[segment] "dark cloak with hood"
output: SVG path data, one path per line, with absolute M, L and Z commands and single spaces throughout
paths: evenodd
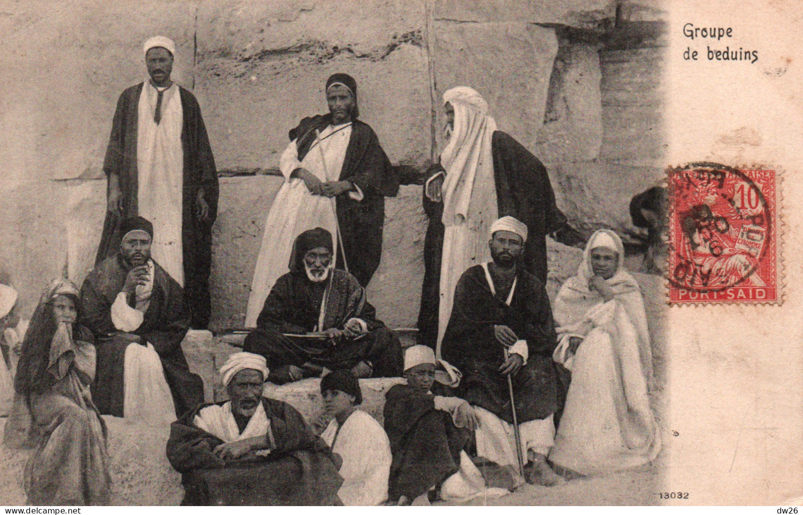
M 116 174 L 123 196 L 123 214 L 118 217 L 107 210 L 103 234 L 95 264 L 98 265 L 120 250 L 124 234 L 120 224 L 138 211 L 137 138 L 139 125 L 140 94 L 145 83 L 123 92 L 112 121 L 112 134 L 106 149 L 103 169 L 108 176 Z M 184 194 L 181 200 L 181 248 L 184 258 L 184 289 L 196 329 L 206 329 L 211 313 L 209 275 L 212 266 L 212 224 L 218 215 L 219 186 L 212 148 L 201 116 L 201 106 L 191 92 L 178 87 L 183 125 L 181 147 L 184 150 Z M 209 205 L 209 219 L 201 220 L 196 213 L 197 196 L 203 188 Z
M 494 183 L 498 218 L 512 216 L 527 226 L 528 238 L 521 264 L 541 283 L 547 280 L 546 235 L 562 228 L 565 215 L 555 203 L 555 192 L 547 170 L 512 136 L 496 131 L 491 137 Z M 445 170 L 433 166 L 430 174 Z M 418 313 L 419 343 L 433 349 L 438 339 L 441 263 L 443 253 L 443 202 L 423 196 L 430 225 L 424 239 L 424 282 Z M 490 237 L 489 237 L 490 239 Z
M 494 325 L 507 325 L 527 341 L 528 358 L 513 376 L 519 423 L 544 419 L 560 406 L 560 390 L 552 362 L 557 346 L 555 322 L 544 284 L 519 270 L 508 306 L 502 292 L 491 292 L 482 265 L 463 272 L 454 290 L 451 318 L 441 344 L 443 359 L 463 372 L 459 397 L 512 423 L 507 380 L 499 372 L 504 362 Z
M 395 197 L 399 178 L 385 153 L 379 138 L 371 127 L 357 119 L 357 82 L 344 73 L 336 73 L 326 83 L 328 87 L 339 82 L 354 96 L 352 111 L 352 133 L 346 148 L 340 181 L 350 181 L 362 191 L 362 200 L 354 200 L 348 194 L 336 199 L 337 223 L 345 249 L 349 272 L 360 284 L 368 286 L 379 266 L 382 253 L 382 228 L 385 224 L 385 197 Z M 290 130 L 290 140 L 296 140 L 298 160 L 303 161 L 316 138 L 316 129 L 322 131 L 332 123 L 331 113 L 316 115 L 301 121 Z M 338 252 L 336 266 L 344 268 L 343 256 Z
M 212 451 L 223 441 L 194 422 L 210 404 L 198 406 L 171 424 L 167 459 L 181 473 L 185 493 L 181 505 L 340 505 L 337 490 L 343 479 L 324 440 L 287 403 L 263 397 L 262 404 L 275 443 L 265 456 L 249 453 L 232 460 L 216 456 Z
= = = =
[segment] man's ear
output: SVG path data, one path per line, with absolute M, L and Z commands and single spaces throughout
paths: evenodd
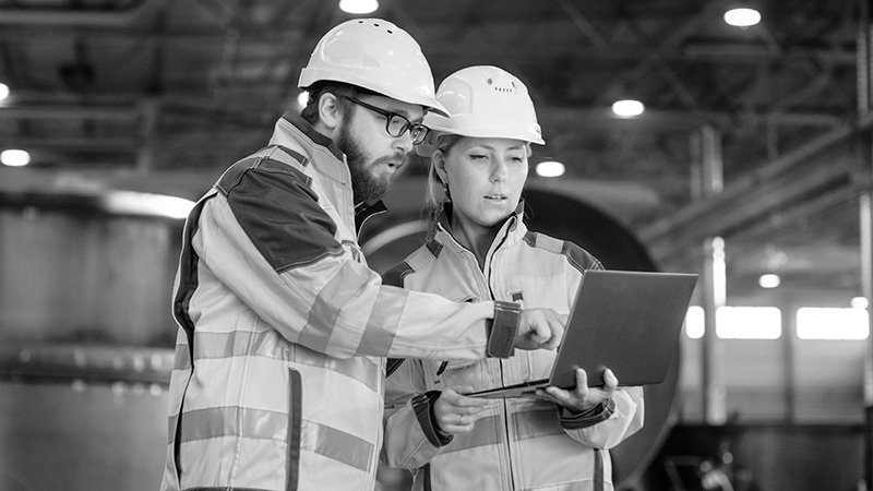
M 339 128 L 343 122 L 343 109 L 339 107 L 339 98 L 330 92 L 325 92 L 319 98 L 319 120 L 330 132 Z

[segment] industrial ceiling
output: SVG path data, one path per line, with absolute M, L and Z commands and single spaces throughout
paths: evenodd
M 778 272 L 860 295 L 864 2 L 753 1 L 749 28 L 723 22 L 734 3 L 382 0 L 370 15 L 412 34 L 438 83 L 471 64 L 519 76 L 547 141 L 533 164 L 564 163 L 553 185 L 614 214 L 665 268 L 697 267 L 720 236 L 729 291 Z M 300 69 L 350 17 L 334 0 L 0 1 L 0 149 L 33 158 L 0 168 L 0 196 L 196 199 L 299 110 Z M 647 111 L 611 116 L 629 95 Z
= = = =
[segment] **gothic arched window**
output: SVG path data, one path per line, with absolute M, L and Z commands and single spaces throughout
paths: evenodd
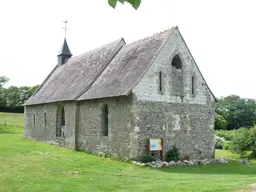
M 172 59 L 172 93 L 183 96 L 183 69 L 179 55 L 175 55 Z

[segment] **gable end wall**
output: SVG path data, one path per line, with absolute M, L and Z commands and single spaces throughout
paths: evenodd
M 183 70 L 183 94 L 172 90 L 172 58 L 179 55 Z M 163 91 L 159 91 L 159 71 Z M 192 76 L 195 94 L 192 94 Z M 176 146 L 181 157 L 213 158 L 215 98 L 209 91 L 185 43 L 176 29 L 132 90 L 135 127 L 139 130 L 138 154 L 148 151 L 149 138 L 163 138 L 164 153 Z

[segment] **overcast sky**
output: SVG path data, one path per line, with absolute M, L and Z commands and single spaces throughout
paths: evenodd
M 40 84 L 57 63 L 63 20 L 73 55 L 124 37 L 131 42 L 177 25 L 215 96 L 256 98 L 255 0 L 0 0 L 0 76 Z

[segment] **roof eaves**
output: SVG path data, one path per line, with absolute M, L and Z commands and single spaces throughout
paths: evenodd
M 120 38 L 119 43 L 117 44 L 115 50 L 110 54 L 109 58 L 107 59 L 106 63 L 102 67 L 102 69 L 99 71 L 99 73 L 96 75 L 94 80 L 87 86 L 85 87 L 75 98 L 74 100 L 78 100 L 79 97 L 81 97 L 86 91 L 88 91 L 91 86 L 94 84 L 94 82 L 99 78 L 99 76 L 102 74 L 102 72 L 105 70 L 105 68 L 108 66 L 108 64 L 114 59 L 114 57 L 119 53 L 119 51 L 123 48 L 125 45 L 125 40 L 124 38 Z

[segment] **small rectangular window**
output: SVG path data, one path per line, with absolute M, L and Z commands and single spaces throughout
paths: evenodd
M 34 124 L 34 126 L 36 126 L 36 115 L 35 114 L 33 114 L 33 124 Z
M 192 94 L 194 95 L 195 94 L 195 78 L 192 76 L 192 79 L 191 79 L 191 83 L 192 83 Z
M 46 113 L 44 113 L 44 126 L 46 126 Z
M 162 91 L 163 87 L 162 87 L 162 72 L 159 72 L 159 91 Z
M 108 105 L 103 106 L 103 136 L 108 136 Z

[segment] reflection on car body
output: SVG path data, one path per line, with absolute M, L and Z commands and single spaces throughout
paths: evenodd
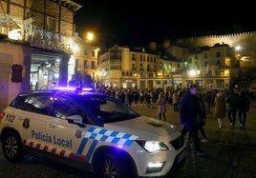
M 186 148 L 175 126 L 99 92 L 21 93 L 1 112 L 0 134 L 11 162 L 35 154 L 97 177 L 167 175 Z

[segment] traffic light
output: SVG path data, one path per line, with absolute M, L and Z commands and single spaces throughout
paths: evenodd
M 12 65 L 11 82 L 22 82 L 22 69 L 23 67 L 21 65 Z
= = = =
*Work to be completed:* Render the lines from the one containing "[segment] **small rectangular window**" through the one containing "M 162 91 L 163", inclusive, as a JSON list of strings, one string per line, leaving out blank lines.

*Answer to the task:*
[
  "[segment] **small rectangular window**",
  "output: SVG path data, one path per line, with absolute M, L and Z commands and single spaces throughout",
  "paths: evenodd",
  "M 34 124 L 34 126 L 36 126 L 36 115 L 35 114 L 33 114 L 33 124 Z",
  "M 192 94 L 194 95 L 195 94 L 195 78 L 192 76 L 192 79 L 191 79 L 191 83 L 192 83 Z",
  "M 46 113 L 44 113 L 44 126 L 46 126 Z",
  "M 162 91 L 163 87 L 162 87 L 162 72 L 159 72 L 159 91 Z"
]